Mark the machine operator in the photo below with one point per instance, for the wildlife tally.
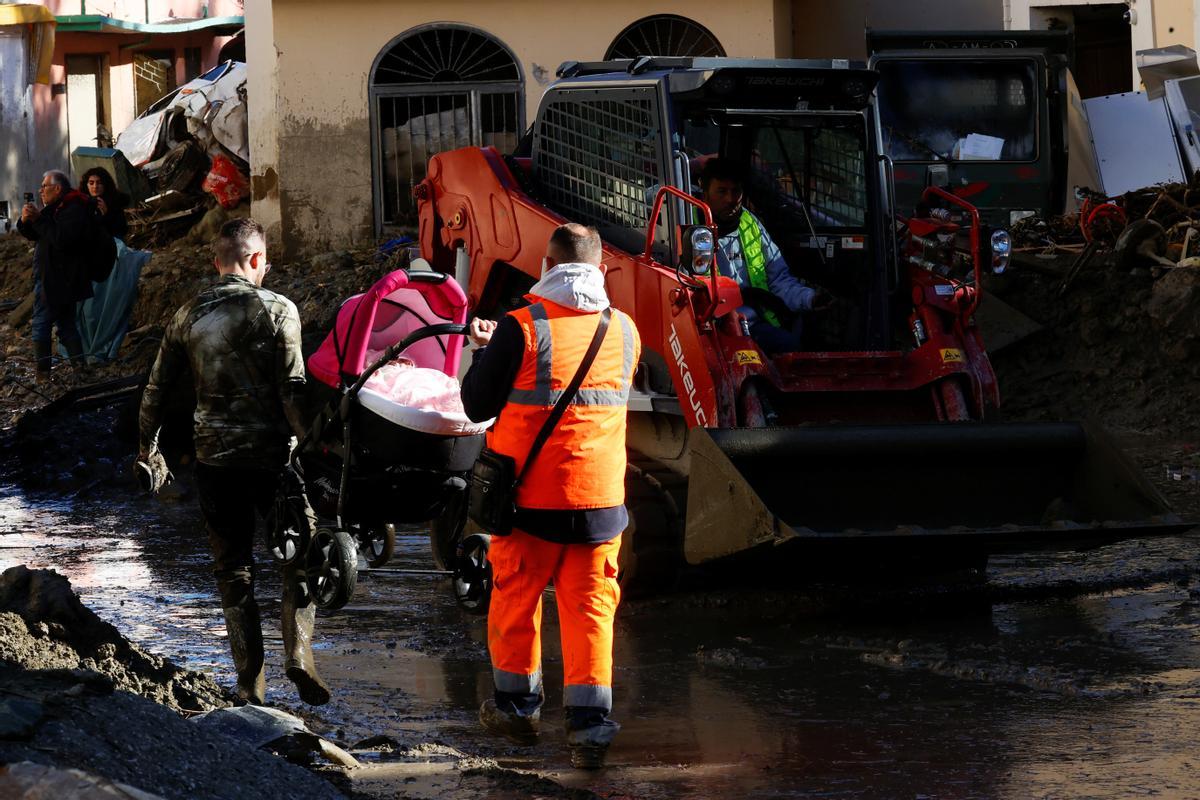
(747, 253)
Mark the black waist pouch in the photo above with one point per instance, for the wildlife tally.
(491, 495)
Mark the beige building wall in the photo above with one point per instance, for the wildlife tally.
(316, 62)
(1032, 14)
(1175, 23)
(835, 30)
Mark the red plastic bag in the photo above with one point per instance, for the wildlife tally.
(226, 182)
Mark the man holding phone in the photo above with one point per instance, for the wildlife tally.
(60, 272)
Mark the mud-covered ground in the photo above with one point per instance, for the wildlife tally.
(1065, 675)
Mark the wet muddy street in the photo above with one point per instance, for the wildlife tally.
(1065, 677)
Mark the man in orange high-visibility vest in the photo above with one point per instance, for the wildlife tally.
(570, 504)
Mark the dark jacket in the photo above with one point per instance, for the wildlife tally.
(61, 234)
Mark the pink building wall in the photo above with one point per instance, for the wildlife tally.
(119, 92)
(136, 10)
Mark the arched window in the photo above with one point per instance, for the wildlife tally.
(665, 35)
(437, 88)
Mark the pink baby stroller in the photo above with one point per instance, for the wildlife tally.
(371, 461)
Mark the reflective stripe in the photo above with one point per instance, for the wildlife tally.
(588, 696)
(516, 683)
(544, 364)
(750, 238)
(541, 394)
(628, 354)
(582, 397)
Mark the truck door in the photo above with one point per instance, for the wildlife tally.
(976, 122)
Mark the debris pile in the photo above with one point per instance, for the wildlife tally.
(1152, 228)
(82, 707)
(43, 625)
(191, 150)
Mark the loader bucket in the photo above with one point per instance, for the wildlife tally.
(915, 491)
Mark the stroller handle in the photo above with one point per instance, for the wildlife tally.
(442, 329)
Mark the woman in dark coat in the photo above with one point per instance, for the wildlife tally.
(100, 186)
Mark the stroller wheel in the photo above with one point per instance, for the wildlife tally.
(378, 543)
(473, 575)
(331, 567)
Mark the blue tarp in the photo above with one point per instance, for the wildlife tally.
(105, 318)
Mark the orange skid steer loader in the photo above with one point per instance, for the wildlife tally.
(877, 444)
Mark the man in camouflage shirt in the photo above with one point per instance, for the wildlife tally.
(243, 346)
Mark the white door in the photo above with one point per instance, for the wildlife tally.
(83, 101)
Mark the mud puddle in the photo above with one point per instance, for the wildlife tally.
(1066, 675)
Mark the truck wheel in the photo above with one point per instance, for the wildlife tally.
(652, 546)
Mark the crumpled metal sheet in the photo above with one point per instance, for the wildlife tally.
(215, 112)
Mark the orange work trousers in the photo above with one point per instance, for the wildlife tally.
(586, 590)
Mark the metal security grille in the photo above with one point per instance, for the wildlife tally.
(665, 35)
(447, 54)
(838, 181)
(435, 89)
(598, 157)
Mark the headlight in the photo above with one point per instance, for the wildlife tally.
(702, 247)
(1001, 251)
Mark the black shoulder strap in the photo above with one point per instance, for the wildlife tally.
(568, 394)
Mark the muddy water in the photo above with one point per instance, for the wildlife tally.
(1065, 677)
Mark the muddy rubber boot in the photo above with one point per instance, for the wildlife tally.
(245, 630)
(516, 728)
(42, 361)
(75, 352)
(591, 745)
(297, 624)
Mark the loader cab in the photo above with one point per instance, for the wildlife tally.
(807, 140)
(610, 134)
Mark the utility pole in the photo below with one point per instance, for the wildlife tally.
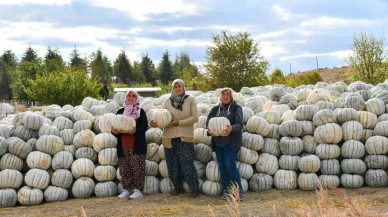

Your objective:
Make an exact printout of the listing above, omitting the images.

Your response:
Mark the machine operator in the photo below with one point per instance, for the wildlife tally.
(747, 253)
Mark the black waist pouch in the photo above with one point per instance, for the wildlife tally.
(491, 495)
Mark the beige building wall in the photo above with one point per instance, for the wildlife tally.
(316, 62)
(1032, 14)
(1175, 23)
(835, 30)
Mark the red plastic bag in the photo above with one point per instance, for the wildlife tally.
(226, 182)
Mark the man holding phone in the photo above with one point per instance, for the wildlife tally.
(60, 272)
Mark the mud-covered ground in the photo above with one point per instance, for the wildlife tally.
(1065, 675)
Mark the wet muddy street in the photo above with one point per instance, for the wildlife tally.
(1065, 677)
Mark the man in orange high-visibility vest in the photo above with one point per instance, for the wildlife tally.
(570, 504)
Mark the dark jacket in the photo above with one point per instance, for the wildlife tally.
(61, 234)
Mark the pink building wall in the photo above with one point per instance, for the wildlife tally.
(119, 92)
(136, 10)
Mark the arched window in the photo above with one point per instance, for the wildlife tally.
(665, 35)
(437, 88)
Mark the pink baby stroller in the photo above with one point per instance, for the wildlife tally.
(371, 461)
Mark the reflective stripe in the photo above with one point per instance, for the wildlife tally.
(588, 696)
(516, 683)
(544, 364)
(750, 238)
(541, 394)
(628, 354)
(582, 397)
Mark the truck door in the photo above with one point per instance, for the wildlife tally.
(976, 122)
Mark the debris pile in the photo above with one point per instance, for the wildlife tally.
(1152, 228)
(82, 707)
(43, 625)
(191, 150)
Mark the loader bucket in the photo above with one point per instance, for the wildlife tally.
(915, 491)
Mark the stroller handle in the photo above with one point per instance, for the wildlife tally.
(442, 329)
Mark the woman in dark coat in the photo above with one point per instance, for the wildlife tally.
(100, 186)
Mark the stroller wheel in the photo above with one point per instance, for the wildlife tally.
(378, 543)
(473, 575)
(331, 567)
Mark the blue tarp in the photo above with one point per instance, for the wildlife tally.
(105, 318)
Mark the orange skid steer loader in the photo above with one point per instance, for the wildlife tally.
(877, 444)
Mark the man in camouflage shirt in the photo above with one point per instance, for the wildlife tally.
(243, 346)
Mark the white door in the photo above with one point per instance, for the wildlife tally.
(83, 101)
Mark the mud puddle in the photo above with one point per instance, for the wildlife tally.
(1066, 675)
Mark the truck wheel in the photo above with one point per instance, for the wildlife tally.
(652, 546)
Mark the crumpled metal sheet in the photo above with one point per instance, for the wildlife tally.
(215, 112)
Mark the orange work trousers in the photo above with one point per instance, for the wildlife tally.
(586, 590)
Mark the metal security grille in the photo above with one point per instance, for the wildlife tally.
(665, 35)
(447, 54)
(838, 181)
(435, 89)
(598, 157)
Mark the headlight in the photo above with one point per instance, for the wildlife tally.
(702, 247)
(1001, 251)
Mark the black shoulder strap in the photo above with one point per instance, for the wildlife tally.
(568, 394)
Mark the muddy water in the photo above with one point per instance, for the wildlife tally.
(1065, 677)
Mark the muddy rubber boot in the photo above with one point per instance, for the wildlife tally.
(245, 630)
(516, 728)
(42, 361)
(75, 352)
(591, 745)
(297, 624)
Mark the loader cab in the photo above with one point per instance, for the wildlife tally.
(807, 140)
(610, 134)
Mark the utility pole in the photo below with one point per instance, for the wildlife tally.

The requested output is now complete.